◆ **Exercise task 1**: Return every line of the entries below that contains the string "swan". Case counts.

◆ **Source excerpt**:

I myself started on the Twisp .
Ended up vaping and smoking as the twisp just wasn't enough for me. Adding to that, the coil prices were killing me as they lasted only a few days.
Twisp flavours werent enough for me so i started playing around with different juices.
Only after visiting a vape shop and testing out someone else's mod i moved over to proper vaping and haven't looked back.
I like to think that Twisping is just a beginner phase to vaping


----------



## argief (14/9/15)

Thanx @zadiac, your coment on VT (vapour's toung) intriguid me, this was an insightful resource :

http://onvaping.com/the-dreaded-vapers-tongue-dealing-with-olfactory-fatigue/

I work at a bank and therefore quite a professional environment. Although everyone is raving over KSM I'm not sure it's gonna pass... Any suggestions on good stealth options? 

Sent from my GT-I9500 using Tapatalk


----------



## JacoV (14/9/15)

argief said:


> Thanx @zadiac, your coment on VT (vapour's toung) intriguid me, this was an insightful resource :
> 
> http://onvaping.com/the-dreaded-vapers-tongue-dealing-with-olfactory-fatigue/
> 
> ...



I laughed so hard at the *How do I fix this option 1 *and the *Disclaimer*
The comments are also a fun read:
"I have now tried biotene, a mouthful of lemon juice (the kind that comes in the plastic lemon shaped bottle) and sniffed some coffee grinds, in that order.. I can now taste my ejuice again."


----------



## Eequinox (14/9/15)

JacoV said:


> I myself started on the Twisp .
> Ended up vaping and smoking as the twisp just wasn't enough for me. Adding to that, the coil prices were killing me as they lasted only a few days.
> Twisp flavours werent enough for me so i started playing around with different juices.

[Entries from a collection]
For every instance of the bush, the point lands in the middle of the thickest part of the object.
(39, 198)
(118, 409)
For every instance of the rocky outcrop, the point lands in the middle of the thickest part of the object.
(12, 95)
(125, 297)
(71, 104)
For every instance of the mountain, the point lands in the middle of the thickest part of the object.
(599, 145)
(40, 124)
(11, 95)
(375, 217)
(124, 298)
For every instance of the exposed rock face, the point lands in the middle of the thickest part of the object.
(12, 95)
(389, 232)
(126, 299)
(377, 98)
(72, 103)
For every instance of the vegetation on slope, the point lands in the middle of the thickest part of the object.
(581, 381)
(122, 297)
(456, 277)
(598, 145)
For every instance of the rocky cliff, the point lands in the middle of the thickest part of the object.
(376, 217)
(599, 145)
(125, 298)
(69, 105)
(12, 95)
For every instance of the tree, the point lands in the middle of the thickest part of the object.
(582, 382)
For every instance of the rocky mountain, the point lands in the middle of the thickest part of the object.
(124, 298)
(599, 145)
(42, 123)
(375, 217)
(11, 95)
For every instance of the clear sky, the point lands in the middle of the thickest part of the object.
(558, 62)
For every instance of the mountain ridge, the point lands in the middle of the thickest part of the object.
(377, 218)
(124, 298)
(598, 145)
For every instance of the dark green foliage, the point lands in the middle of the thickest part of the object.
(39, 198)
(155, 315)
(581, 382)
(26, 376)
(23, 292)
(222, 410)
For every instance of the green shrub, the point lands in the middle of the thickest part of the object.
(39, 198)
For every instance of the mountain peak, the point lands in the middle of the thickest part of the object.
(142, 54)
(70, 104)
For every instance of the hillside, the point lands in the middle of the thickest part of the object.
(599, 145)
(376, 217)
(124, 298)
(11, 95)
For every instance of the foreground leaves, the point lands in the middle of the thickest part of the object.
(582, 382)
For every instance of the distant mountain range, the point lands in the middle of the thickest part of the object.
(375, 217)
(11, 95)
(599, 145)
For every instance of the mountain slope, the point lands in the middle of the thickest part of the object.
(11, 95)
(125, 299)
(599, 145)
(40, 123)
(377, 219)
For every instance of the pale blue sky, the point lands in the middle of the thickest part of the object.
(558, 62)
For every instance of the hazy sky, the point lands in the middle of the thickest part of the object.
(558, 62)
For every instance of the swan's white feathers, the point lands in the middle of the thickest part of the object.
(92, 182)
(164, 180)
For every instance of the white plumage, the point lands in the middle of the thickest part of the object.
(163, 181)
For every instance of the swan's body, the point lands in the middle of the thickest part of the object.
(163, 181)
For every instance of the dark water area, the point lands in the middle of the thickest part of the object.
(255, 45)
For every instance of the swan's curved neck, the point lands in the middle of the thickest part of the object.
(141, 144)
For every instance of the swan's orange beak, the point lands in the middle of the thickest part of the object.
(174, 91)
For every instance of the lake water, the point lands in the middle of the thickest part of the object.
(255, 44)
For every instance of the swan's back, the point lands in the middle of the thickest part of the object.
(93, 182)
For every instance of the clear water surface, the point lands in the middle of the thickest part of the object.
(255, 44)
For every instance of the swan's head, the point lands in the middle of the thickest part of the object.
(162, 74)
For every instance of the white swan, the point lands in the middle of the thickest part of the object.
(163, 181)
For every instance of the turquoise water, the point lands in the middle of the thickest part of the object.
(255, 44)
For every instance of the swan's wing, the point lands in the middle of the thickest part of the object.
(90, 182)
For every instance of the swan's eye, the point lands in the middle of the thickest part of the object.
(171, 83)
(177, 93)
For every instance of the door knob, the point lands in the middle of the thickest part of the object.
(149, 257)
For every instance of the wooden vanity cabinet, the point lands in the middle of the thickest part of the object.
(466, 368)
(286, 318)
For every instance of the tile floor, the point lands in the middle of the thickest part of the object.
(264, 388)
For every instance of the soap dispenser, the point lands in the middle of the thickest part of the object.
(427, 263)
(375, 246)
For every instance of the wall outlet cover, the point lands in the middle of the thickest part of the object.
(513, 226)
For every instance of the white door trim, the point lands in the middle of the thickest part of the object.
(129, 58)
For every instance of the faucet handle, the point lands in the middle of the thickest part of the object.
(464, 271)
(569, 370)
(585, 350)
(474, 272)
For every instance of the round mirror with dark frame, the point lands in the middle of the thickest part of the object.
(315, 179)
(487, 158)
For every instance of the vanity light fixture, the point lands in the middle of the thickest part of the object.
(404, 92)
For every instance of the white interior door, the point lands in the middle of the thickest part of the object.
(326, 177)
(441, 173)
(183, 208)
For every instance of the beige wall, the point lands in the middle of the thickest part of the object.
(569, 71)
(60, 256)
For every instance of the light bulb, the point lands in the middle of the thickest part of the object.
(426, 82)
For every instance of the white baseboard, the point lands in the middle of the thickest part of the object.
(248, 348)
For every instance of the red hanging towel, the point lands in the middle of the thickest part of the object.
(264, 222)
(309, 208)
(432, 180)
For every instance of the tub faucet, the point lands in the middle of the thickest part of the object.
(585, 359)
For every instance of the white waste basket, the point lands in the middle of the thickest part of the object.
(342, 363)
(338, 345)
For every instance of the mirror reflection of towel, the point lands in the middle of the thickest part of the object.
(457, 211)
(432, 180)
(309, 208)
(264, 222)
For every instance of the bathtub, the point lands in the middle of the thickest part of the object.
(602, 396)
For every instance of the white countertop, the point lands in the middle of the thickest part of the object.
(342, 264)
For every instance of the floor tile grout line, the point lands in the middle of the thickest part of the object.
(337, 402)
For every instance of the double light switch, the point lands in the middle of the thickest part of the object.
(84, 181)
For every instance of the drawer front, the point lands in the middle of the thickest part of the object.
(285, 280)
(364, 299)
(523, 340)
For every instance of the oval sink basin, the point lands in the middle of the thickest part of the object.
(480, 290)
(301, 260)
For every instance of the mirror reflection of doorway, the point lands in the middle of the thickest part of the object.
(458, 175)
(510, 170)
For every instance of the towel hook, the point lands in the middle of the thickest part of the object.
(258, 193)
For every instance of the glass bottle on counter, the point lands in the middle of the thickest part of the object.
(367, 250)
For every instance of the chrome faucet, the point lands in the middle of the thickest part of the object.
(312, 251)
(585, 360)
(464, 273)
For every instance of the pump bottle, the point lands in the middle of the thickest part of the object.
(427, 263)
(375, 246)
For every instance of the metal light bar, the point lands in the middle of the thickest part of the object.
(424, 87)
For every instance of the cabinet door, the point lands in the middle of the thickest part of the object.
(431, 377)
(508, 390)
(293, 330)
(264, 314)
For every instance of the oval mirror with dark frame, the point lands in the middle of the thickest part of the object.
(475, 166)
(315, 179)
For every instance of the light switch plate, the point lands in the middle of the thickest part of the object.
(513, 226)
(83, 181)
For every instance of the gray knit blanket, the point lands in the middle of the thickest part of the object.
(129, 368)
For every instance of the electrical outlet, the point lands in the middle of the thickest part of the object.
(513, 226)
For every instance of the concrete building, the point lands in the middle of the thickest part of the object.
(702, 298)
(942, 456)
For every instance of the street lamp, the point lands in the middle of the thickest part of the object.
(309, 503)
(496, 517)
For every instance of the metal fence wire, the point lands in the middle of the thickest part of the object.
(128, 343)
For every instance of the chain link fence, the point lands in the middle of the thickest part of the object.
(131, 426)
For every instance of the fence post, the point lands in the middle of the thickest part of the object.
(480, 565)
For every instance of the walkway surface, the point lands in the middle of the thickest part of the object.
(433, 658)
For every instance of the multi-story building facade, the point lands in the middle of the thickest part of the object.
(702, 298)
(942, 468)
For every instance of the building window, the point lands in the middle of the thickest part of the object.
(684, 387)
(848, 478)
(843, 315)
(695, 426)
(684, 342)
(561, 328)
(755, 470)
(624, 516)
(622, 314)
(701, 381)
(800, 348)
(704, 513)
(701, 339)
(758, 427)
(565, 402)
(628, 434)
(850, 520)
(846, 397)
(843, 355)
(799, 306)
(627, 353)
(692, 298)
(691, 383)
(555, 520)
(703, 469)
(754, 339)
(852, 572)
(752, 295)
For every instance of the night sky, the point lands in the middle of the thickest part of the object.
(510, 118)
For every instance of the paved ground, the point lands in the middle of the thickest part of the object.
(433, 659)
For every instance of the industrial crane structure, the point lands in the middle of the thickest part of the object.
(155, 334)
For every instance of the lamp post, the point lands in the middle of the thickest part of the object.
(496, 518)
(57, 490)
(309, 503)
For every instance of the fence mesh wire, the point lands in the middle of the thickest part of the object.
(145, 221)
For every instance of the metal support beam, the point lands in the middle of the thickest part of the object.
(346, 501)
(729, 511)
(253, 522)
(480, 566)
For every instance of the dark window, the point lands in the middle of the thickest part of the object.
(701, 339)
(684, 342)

...

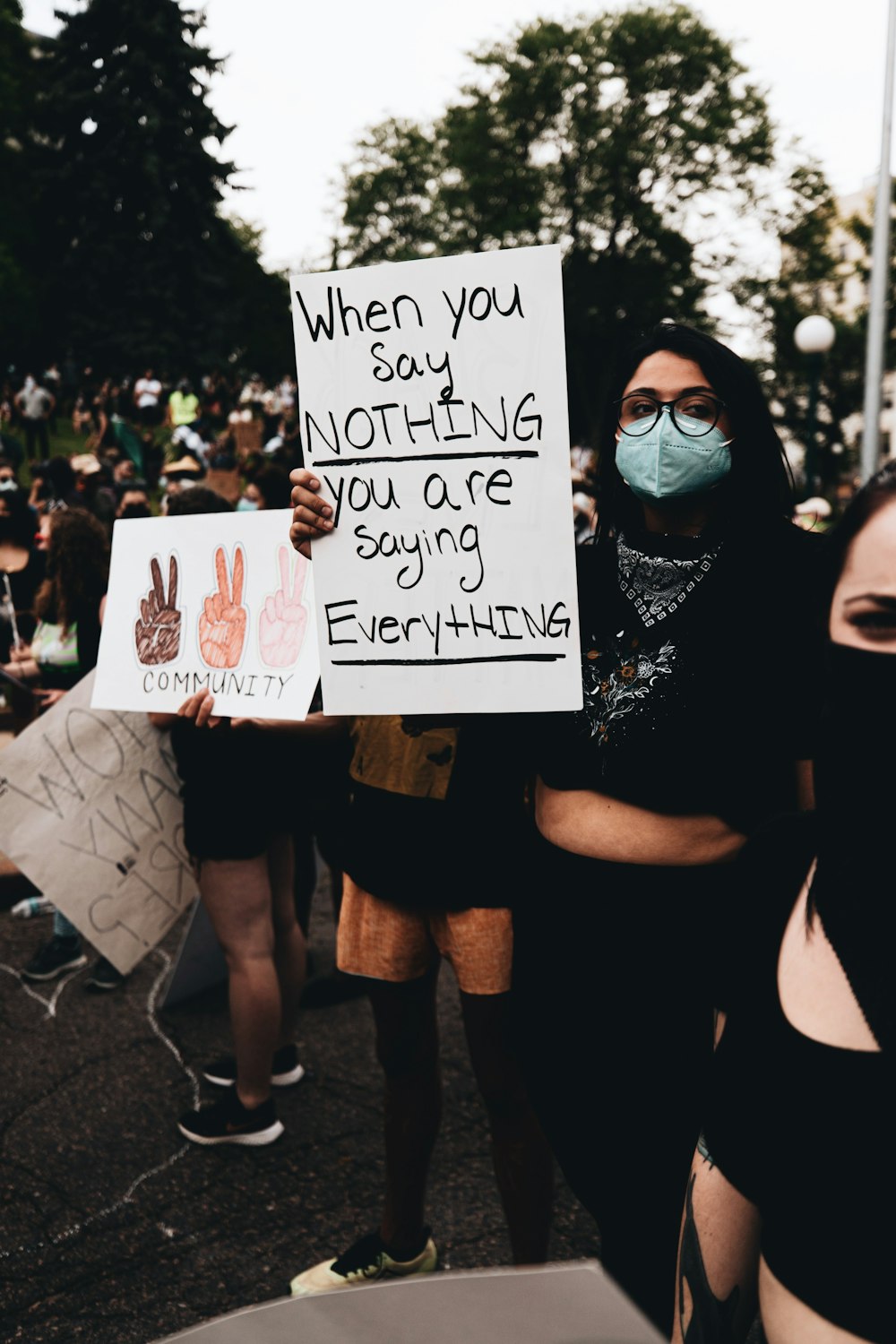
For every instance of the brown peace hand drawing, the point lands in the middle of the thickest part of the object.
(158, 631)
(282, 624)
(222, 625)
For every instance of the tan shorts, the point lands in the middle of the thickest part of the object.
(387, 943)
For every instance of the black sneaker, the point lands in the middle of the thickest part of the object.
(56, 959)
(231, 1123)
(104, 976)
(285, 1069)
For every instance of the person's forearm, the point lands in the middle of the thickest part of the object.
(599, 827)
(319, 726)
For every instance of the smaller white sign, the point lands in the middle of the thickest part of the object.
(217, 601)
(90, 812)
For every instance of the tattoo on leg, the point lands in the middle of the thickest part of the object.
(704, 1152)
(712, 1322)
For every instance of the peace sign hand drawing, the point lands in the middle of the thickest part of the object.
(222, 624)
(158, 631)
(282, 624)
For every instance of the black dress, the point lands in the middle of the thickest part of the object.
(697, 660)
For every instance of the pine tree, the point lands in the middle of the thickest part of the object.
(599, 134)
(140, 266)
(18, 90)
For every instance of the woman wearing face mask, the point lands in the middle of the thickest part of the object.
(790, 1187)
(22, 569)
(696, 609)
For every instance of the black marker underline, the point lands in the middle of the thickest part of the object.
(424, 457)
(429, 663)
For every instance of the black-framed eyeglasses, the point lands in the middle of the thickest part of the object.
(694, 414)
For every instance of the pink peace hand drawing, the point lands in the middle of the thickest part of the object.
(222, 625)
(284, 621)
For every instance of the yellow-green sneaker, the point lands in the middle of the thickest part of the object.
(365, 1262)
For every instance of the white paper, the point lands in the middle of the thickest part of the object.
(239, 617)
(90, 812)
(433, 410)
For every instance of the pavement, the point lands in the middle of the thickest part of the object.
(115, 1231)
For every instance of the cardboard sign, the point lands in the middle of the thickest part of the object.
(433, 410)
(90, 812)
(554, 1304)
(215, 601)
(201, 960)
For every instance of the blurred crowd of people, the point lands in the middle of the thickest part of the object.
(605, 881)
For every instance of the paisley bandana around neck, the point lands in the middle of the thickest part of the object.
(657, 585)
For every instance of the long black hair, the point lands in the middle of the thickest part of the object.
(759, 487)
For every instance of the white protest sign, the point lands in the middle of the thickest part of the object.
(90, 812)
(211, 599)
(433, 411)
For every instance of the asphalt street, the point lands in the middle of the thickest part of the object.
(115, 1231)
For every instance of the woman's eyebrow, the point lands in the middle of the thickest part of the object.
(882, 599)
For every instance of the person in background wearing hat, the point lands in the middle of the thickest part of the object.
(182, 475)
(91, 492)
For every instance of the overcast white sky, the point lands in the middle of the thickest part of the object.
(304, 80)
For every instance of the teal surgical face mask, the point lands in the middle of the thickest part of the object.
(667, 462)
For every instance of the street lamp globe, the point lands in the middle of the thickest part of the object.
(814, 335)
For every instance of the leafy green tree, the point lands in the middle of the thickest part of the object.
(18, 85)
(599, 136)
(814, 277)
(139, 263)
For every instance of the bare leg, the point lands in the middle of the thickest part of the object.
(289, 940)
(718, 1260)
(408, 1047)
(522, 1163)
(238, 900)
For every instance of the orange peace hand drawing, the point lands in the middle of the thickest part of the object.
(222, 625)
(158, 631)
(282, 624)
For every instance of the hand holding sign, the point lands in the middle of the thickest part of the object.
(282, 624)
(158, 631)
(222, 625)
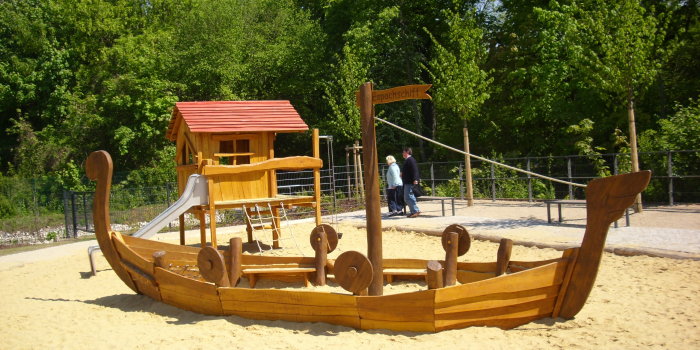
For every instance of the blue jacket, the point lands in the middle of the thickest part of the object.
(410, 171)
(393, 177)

◆ **Exercise task 2**: In the forum thread above, where does argief work?

◆ **Right answer 1**:
For every instance of the swan's white feathers, the point lands in the middle of the thickest part of the object.
For every instance of the swan's body, the point lands in the middle of the thickest part of the object.
For every instance of the swan's curved neck, the point lands in the middle of the thickest part of the object.
For every instance of the swan's orange beak, the point lands in the middle of the thickest part of the object.
For every instance of the swan's back, the point lands in the middle of the thickest part of the object.
For every instance of the swan's head, the point lands in the middle of the thickest part of the object.
For every instance of the white swan, the point lands in the middle of the thickest part of the object.
For every instance of the swan's wing, the point lands in the middle of the thickest part of the object.
For every instance of the swan's eye, the point lands in the middle of the thickest part of the object.

◆ **Right answer 2**: At a bank, which is quite a professional environment.